According to the camera backpack forum thread, what size of water bladder does the Clik Elite Escape have space for?
#### SOURCE EXCERPT
Worth it for the name alone.....


----------



## cheeseboi (Dec 30, 2014)

I don't have a batt grip for mt 5D3 but I decided on the Lowepro Pro Tactic 450 AW


----------



## CaptainZero (Jan 4, 2015)

I use this one for downhill skiing and mountain biking. http://www.guragear.com/bataflae

I carry a gripped 7d (now a 2) with a 100-400 attached, in one side. The other side I carry a 5d3 with a 24-70 attached. It's heavy, but comfortable.


----------



## Pookie (Jan 4, 2015)

My favorites are the Lowepro Flipsides... 300, 400, or their Sport and Rover models. Love that you can set in down in the dirt and still open protected. The sport versions I have also have an inner liner bag.


----------



## wyldeguy (Jan 4, 2015)

Clik Elite Escape. It's very hiking bag style but it holds my 7D2 with Tamron 150-600, 70-200f4L is, 50 f1.4, 17-40 f4, 24-70 f2.8 and a 320ex flash all in the main compartment. It's holds a monopod or small tripod on the side and a tripod on the front. It also has a space for a 100oz water bladder and top compartment for more loose gear or clothes or food. Fully customizable. And there is enough space in the body area for a grip to be attached.


----------



## tonyespofoto (Jan 4, 2015)

I have been using a Tamrac 5585 backpack which I am well satisfied with. The shoulder straps are well padded. If I had a criticism, it would be that it doesn't have a padded waistband. However, it does ride comfortably on my hips. I carry a 1DS MkIII (same size, more or less as a 5D with grip) with a lens attached. The full load would include a 70-200 2.8 plus 2-3 more lenses, 2X teleconverter, extra battery & cards, filters & accessories, tripod head and tripod. I don't always carry that much, but its nice to know that I can. The pack (minus the tripod) qualifies as carry-on if I'm traveling by air. I also have a smaller, lighter Tamrac 5374 which I use when I don't want to carry too much. It also qualifies as carry-on. Aside from the pleasure of hiking/photographing, I use these for covering sporting events. They are far better than a camera bag for working out of and provide much better weatherproofing as well. I am much more agile (important if you need to get out of the way of a speeding football player) and I'm not likely to spill anything, as I might if using a bag.
########
#### PROVIDED DATA
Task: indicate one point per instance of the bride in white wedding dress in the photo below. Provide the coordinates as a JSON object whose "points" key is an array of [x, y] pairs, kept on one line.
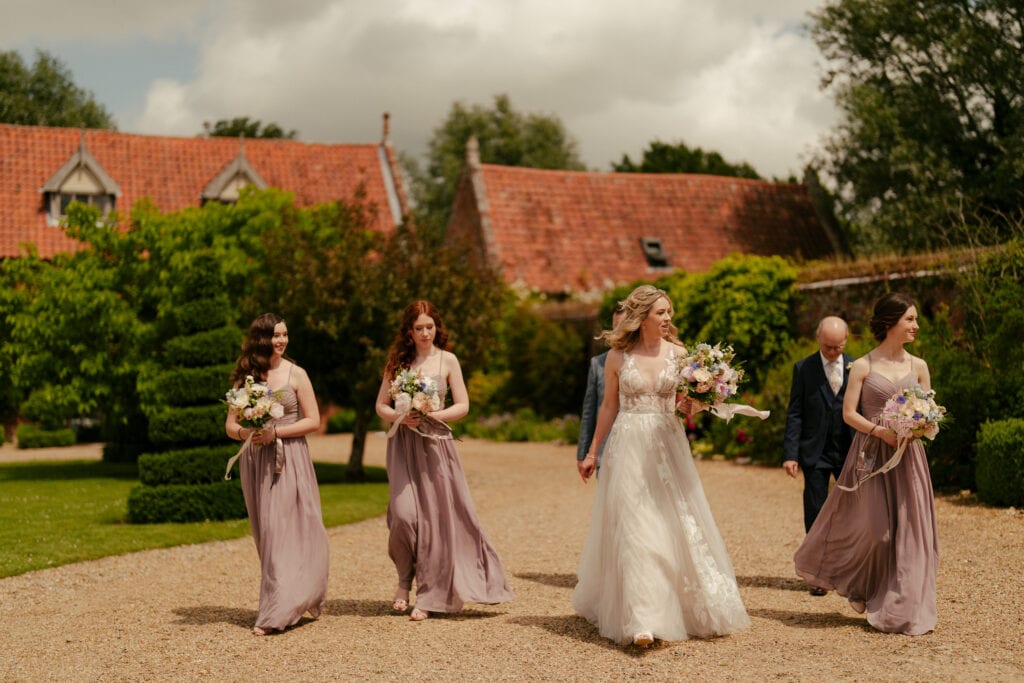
########
**RESPONSE TO THE TASK**:
A 100oz water bladder.